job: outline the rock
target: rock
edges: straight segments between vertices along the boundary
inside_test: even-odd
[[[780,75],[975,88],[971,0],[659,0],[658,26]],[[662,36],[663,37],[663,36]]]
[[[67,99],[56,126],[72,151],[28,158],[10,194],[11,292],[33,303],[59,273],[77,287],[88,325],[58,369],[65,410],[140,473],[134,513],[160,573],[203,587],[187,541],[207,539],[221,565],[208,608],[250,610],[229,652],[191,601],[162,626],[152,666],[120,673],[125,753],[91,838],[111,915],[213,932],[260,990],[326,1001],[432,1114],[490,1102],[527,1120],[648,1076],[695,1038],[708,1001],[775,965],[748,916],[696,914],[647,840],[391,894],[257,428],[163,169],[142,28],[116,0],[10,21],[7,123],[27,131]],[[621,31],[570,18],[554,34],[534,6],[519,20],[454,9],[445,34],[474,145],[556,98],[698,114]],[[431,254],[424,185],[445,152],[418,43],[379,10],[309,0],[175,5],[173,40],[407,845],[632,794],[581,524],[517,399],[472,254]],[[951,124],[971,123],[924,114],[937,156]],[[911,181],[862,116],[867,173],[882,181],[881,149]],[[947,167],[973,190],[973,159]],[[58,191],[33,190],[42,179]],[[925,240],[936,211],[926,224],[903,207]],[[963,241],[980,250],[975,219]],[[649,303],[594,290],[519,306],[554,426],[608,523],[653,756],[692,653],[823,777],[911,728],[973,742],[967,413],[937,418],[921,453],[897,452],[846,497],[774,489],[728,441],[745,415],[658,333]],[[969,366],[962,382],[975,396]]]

▸ **TASK REQUIREMENTS**
Print all of the records above once more, reproducing each line verbatim and without alteration.

▸ **EXPECTED ANSWER**
job: outline the rock
target: rock
edges: straight segments between vertices along the boundary
inside_test: even-odd
[[[780,75],[975,88],[971,0],[659,0],[658,26]],[[662,36],[663,37],[663,36]]]
[[[67,99],[56,126],[72,151],[28,158],[10,194],[11,292],[33,303],[59,273],[77,287],[88,325],[58,369],[65,410],[140,473],[134,513],[160,573],[203,587],[187,541],[207,539],[221,565],[208,608],[250,610],[229,652],[191,601],[162,626],[152,666],[120,673],[125,753],[91,838],[111,915],[213,932],[260,990],[326,1001],[432,1114],[490,1102],[527,1120],[648,1076],[695,1038],[708,1001],[775,965],[748,916],[696,914],[647,840],[391,894],[257,428],[163,169],[142,28],[116,0],[10,21],[7,123],[27,131]],[[621,31],[570,18],[554,34],[534,6],[519,20],[454,9],[445,34],[474,145],[556,98],[698,114]],[[431,254],[424,185],[445,152],[418,43],[379,10],[309,0],[175,5],[173,40],[407,845],[632,794],[581,524],[517,399],[472,254]],[[951,124],[971,123],[924,114],[937,156]],[[911,181],[862,116],[867,173],[882,181],[881,149]],[[947,167],[973,190],[973,159]],[[58,191],[33,190],[42,179]],[[925,240],[936,211],[926,224],[903,207]],[[963,241],[980,250],[975,219]],[[649,303],[594,290],[519,306],[554,426],[608,523],[653,756],[692,653],[823,777],[911,728],[973,742],[967,413],[937,418],[921,453],[897,452],[846,497],[774,489],[728,441],[745,415],[658,333]],[[969,366],[962,382],[975,396]]]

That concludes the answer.